§ **The problem**:
Print the data that follows without changing a single word.

-*-*-

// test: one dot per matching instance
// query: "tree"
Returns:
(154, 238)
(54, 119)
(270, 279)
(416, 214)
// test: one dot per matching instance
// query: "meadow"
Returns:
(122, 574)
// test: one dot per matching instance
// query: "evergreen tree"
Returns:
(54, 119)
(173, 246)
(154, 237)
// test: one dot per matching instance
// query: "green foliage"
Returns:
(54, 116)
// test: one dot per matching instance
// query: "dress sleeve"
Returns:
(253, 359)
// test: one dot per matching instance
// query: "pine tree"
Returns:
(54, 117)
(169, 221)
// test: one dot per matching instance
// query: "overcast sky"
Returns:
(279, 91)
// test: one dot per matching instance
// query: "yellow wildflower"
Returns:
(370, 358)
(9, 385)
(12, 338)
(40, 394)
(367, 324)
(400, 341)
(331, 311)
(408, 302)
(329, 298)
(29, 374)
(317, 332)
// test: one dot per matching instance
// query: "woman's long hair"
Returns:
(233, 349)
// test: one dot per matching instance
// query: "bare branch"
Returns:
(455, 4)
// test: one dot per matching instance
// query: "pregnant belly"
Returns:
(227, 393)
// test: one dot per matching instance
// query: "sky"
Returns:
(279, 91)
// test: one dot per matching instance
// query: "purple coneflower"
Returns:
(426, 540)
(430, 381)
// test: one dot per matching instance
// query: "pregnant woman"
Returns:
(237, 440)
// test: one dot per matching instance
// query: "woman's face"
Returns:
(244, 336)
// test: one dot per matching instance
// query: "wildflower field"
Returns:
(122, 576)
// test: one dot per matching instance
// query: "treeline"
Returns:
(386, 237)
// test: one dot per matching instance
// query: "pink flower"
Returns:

-*-*-

§ **Completed task**:
// test: one dot per matching instance
// query: "tree"
Returns:
(154, 238)
(54, 119)
(270, 279)
(416, 214)
// test: one dot per matching instance
// query: "meadow"
Returns:
(122, 574)
// test: one dot per matching instance
// query: "evergreen tree"
Returns:
(54, 119)
(173, 246)
(154, 237)
// test: one dot per matching instance
// query: "green foliage"
Returns:
(54, 116)
// test: one dot per matching instance
// query: "dress sleeve"
Returns:
(253, 359)
// test: one dot per matching instance
// query: "pine tree"
Returns:
(54, 117)
(169, 221)
// test: one dot per matching instance
// query: "overcast sky"
Returns:
(279, 91)
// test: one dot per matching instance
// query: "yellow wildflower"
Returns:
(370, 358)
(9, 385)
(12, 338)
(40, 394)
(367, 324)
(400, 341)
(331, 311)
(408, 302)
(329, 298)
(29, 374)
(317, 332)
// test: one dot per matching instance
// query: "woman's long hair"
Returns:
(233, 349)
// test: one dot per matching instance
// query: "bare branch"
Returns:
(455, 4)
// test: one dot per matching instance
// query: "pregnant belly"
Returns:
(227, 393)
// test: one dot per matching instance
// query: "sky"
Returns:
(279, 91)
// test: one dot per matching instance
// query: "purple coneflower"
Returns:
(426, 540)
(430, 381)
// test: one dot per matching instance
// query: "pregnant woman"
Returns:
(237, 440)
// test: one dot per matching instance
// query: "woman's face"
Returns:
(244, 336)
// test: one dot per matching instance
// query: "wildflower field"
Returns:
(122, 576)
// test: one dot per matching instance
// query: "treeline"
Returns:
(386, 237)
// test: one dot per matching instance
// query: "pink flower"
Returns:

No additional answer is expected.